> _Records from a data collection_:
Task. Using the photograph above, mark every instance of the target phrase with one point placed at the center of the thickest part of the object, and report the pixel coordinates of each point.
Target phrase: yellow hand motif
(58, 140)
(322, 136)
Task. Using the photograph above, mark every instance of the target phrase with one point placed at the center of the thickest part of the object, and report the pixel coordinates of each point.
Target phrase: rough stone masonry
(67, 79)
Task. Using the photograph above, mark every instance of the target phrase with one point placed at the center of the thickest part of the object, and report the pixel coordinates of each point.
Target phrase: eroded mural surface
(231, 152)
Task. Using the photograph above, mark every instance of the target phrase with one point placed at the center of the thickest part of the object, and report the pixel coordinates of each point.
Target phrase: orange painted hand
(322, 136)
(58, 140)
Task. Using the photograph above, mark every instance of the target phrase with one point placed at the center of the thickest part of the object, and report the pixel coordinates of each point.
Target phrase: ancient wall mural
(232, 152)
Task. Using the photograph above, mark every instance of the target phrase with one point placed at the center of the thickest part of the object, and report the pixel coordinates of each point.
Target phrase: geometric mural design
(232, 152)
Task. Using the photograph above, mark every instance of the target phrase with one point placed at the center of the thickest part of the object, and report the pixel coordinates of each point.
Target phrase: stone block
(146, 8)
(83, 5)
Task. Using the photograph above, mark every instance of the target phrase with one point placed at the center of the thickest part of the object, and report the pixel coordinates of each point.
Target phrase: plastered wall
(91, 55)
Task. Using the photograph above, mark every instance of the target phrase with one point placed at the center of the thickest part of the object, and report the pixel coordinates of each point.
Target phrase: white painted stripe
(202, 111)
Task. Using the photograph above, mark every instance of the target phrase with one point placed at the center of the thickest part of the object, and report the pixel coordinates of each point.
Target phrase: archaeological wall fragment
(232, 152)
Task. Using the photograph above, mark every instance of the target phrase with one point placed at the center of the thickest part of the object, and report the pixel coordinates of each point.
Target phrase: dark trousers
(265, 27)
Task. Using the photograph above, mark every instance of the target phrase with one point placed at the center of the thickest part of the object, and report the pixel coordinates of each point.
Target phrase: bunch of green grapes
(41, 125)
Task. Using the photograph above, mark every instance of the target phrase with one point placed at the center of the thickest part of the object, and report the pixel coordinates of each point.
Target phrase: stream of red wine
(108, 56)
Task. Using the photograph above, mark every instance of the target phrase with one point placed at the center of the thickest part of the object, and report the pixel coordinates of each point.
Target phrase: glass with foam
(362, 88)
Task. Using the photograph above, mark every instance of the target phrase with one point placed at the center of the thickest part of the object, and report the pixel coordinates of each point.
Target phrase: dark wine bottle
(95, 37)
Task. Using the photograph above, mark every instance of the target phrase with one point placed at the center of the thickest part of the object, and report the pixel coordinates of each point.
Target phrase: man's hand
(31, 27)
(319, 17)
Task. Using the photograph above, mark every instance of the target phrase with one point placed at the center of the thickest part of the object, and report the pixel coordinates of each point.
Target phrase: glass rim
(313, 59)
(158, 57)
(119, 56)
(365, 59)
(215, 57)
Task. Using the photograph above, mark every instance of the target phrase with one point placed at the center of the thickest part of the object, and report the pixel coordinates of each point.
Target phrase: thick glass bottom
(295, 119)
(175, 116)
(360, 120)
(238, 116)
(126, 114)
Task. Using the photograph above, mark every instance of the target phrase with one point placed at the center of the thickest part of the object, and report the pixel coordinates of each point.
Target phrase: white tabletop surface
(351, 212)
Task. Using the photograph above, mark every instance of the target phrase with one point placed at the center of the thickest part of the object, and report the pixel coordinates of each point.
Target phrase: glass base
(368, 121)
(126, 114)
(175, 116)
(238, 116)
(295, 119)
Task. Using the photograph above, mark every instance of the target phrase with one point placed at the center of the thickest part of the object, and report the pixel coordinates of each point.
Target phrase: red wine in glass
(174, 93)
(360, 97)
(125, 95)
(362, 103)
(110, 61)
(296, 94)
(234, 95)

> _WRITTEN INSTRUCTION_:
Reproduce the records word for word.

> _ANSWER BELOW_:
Task. Using the photograph above, mark every instance of the target phrase with one point placed at the center of the thickest part of the object, and report the pixel coordinates of each point.
Target phrase: yellow hand motif
(58, 140)
(322, 136)
Task. Using the photograph above, mark every instance of the target phrase with one point placed at the center of the thickest part of the object, and report the pixel coordinates of each point.
Target phrase: rough stone masonry
(67, 79)
Task. Using the photograph above, mark every instance of the target phrase with one point placed at the center of the thickest part of the object, and report the pixel coordinates of each point.
Target phrase: eroded mural surface
(231, 152)
Task. Using the photograph above, mark every instance of the target phrase with one point placed at the center of the thickest part of the object, and report the pixel coordinates of each point.
Target phrase: orange painted hand
(322, 136)
(58, 140)
Task. Using the photograph above, mark every instance of the target phrase with one point placed at the center of the thickest part of the object, and report the pixel coordinates of each point.
Target phrase: ancient wall mural
(232, 152)
Task. Using the photograph above, mark every instance of the target phrase with one point placed at the center of the thickest part of the object, and report the pixel coordinates of each point.
Target phrase: geometric mural design
(232, 152)
Task. Using the photograph above, mark every instance of the target phrase with one point placed at the center of the thickest part of the object, and report the pixel coordinates of each point.
Target phrase: stone block
(146, 8)
(83, 5)
Task. Using the photograph above, mark every instance of the target phrase with one point placed at the center of the thickest part of the object, and report the pixel coordinates of each point.
Target phrase: plastered wall
(91, 55)
Task. Using the photograph above, mark every instance of the target phrase with one point placed at the center of the thickest part of the object, and report the pixel coordinates of each point.
Target phrase: white painted stripe
(202, 111)
Task. Using the photograph above, mark every instance of the target phrase with one point placed at the center of the thickest part of the object, and report the pixel coordinates of each point.
Target phrase: archaeological wall fragment
(232, 152)
Task. Using the photograph above, mark every instance of the target phrase with one point placed at the center of the thickest part of the object, and report the pixel coordinates of each point.
Target phrase: dark trousers
(265, 27)
Task. Using the photograph above, mark every instance of the target phrase with one point placed at the center of the thickest part of the object, and report the pixel coordinates of each point.
Target phrase: bunch of green grapes
(41, 125)
Task. Using the photograph above, mark every instance of the target phrase with one point placed at the center of the thickest part of the object, and report the pixel coordinates of each point.
Target phrase: stream of red wine
(108, 56)
Task. Using the photograph above, mark every instance of the target phrase with one point placed at the center of the thickest part of the object, and report the pixel coordinates of each point.
Target phrase: glass with foam
(362, 88)
Task. Using the photograph above, mark every instance of the target phrase with one point placed at the center of the thickest part of the object, and report the pixel coordinates of each point.
Target phrase: dark wine bottle
(95, 37)
Task. Using the photograph above, mark every instance of the target phrase with one point placed at the center of the thickest part of the object, and report the pixel coordinates of each point.
Target phrase: man's hand
(31, 27)
(319, 17)
Task. Using the photograph above, mark every instance of the target phrase with one point placed at the center of the thickest part of the object, and report the pixel coordinates of each point.
Target phrase: glass rim
(313, 59)
(158, 57)
(119, 56)
(365, 59)
(215, 57)
Task. Using the photograph above, mark every instance of the target phrase with one point placed at the center of the thickest part of the object, and report the pixel coordinates of each point.
Target phrase: thick glass bottom
(295, 119)
(175, 116)
(360, 120)
(238, 116)
(126, 114)
Task. Using the photograph above, mark every instance of the target phrase with one point placed at the center of the thickest part of the object, and report the pixel coordinates of each point.
Target phrase: white tabletop surface
(351, 212)
Task. Using the photograph above, mark every instance of the target phrase with one point placed at the center of the thickest part of the object, and report the pixel coordinates of each point.
Target phrase: glass base
(368, 121)
(126, 114)
(175, 116)
(238, 116)
(295, 119)
Task. Using the photograph above, mark every instance of the target phrase with one point placed at the center of the thickest part of the object, and report the pixel coordinates of each point.
Target phrase: red wine in glass
(174, 93)
(360, 97)
(125, 95)
(362, 103)
(110, 61)
(296, 94)
(234, 95)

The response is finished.